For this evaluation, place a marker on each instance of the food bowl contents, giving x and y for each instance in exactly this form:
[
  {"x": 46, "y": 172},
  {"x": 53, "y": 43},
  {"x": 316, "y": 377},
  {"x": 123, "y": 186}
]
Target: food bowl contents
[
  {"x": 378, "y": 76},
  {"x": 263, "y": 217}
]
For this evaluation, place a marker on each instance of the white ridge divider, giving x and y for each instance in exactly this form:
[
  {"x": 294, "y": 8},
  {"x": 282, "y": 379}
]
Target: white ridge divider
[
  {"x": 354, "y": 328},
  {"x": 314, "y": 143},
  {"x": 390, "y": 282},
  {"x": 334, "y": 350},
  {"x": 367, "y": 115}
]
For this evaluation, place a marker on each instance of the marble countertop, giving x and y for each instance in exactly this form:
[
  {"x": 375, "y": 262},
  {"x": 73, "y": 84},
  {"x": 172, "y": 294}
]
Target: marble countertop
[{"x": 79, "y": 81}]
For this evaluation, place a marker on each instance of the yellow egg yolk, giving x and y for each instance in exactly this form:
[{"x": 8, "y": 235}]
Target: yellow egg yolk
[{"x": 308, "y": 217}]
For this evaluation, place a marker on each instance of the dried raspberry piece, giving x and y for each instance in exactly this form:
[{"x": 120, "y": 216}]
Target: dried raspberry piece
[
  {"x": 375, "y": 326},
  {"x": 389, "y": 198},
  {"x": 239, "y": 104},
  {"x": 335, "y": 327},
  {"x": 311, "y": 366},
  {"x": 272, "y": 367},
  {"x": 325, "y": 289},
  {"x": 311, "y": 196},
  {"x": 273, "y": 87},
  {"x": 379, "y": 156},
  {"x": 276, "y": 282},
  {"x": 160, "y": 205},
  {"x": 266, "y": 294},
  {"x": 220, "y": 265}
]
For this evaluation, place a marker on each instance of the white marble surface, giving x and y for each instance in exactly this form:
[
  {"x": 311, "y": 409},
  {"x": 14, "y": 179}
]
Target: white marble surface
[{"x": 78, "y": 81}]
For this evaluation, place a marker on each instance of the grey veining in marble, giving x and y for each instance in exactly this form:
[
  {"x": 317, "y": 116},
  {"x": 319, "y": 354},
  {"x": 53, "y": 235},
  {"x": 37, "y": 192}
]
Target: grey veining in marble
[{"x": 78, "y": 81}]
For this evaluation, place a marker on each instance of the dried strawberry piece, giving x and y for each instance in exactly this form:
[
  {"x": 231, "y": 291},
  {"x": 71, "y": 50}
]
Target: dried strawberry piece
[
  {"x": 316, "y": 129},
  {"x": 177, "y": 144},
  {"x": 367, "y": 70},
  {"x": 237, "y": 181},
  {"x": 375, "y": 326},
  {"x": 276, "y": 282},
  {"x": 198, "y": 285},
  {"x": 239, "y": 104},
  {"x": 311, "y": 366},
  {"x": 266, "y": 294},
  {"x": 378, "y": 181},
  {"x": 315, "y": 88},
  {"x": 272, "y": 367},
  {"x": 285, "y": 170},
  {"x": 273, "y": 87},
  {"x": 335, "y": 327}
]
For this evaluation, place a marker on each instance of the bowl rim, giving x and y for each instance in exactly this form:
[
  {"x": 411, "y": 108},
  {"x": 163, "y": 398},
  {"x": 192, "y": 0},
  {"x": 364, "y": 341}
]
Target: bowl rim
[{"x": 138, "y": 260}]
^^^^^^^^^^^^^^^^
__Exercise__. Write the whole listing out again. Keep every line exactly as it is.

__The response__.
For this evaluation, place a marker on each instance of the food bowl contents, giving x and y for each instance in exactly this form:
[
  {"x": 46, "y": 172},
  {"x": 53, "y": 43},
  {"x": 316, "y": 377},
  {"x": 123, "y": 186}
]
Target: food bowl contents
[
  {"x": 378, "y": 76},
  {"x": 263, "y": 217}
]
For this evaluation, place a marker on each instance of the white ridge divider, giving x and y for each instance in exactly this form:
[
  {"x": 294, "y": 8},
  {"x": 282, "y": 379}
]
Target: white ridge divider
[
  {"x": 354, "y": 328},
  {"x": 314, "y": 143},
  {"x": 390, "y": 282},
  {"x": 334, "y": 350},
  {"x": 367, "y": 115}
]
For this evaluation, place a marker on each instance of the marble countertop, giving x and y for each instance in exactly this form:
[
  {"x": 375, "y": 262},
  {"x": 73, "y": 84},
  {"x": 172, "y": 294}
]
Target: marble countertop
[{"x": 79, "y": 81}]
For this evaluation, place a marker on each instance of the yellow egg yolk, giving x and y for each instance in exactly this form:
[{"x": 8, "y": 235}]
Target: yellow egg yolk
[{"x": 308, "y": 217}]
For this evaluation, place a marker on each instance of the dried raspberry piece, giving x and y for each instance in exactly this form:
[{"x": 120, "y": 216}]
Target: dried raspberry piece
[
  {"x": 375, "y": 326},
  {"x": 389, "y": 198},
  {"x": 239, "y": 104},
  {"x": 335, "y": 327},
  {"x": 311, "y": 366},
  {"x": 272, "y": 367},
  {"x": 325, "y": 289},
  {"x": 311, "y": 196},
  {"x": 273, "y": 87},
  {"x": 379, "y": 156},
  {"x": 276, "y": 282},
  {"x": 160, "y": 205},
  {"x": 266, "y": 294},
  {"x": 220, "y": 265}
]
For this evaluation, place a marker on each instance of the white marble surface, giving x and y for each instance in exactly this form:
[
  {"x": 311, "y": 409},
  {"x": 14, "y": 179}
]
Target: white marble surface
[{"x": 78, "y": 81}]
For this evaluation, place a marker on each instance of the grey veining in marble, giving x and y for each instance in exactly this form:
[
  {"x": 317, "y": 116},
  {"x": 319, "y": 354},
  {"x": 53, "y": 235},
  {"x": 37, "y": 192}
]
Target: grey veining in marble
[{"x": 78, "y": 81}]
For this evaluation, place a marker on each instance of the dried strawberry piece, giving x and y for each instance in exactly this form:
[
  {"x": 231, "y": 291},
  {"x": 71, "y": 50}
]
Target: dried strawberry piece
[
  {"x": 316, "y": 129},
  {"x": 177, "y": 144},
  {"x": 367, "y": 70},
  {"x": 237, "y": 181},
  {"x": 375, "y": 326},
  {"x": 276, "y": 282},
  {"x": 198, "y": 285},
  {"x": 239, "y": 104},
  {"x": 311, "y": 366},
  {"x": 266, "y": 294},
  {"x": 378, "y": 181},
  {"x": 315, "y": 88},
  {"x": 272, "y": 367},
  {"x": 285, "y": 170},
  {"x": 273, "y": 87},
  {"x": 335, "y": 327}
]
For this evaluation, place a marker on each instance of the bowl rim, giving x and y for each instance in exactly this form:
[
  {"x": 411, "y": 108},
  {"x": 163, "y": 398},
  {"x": 192, "y": 0},
  {"x": 364, "y": 341}
]
Target: bowl rim
[{"x": 138, "y": 260}]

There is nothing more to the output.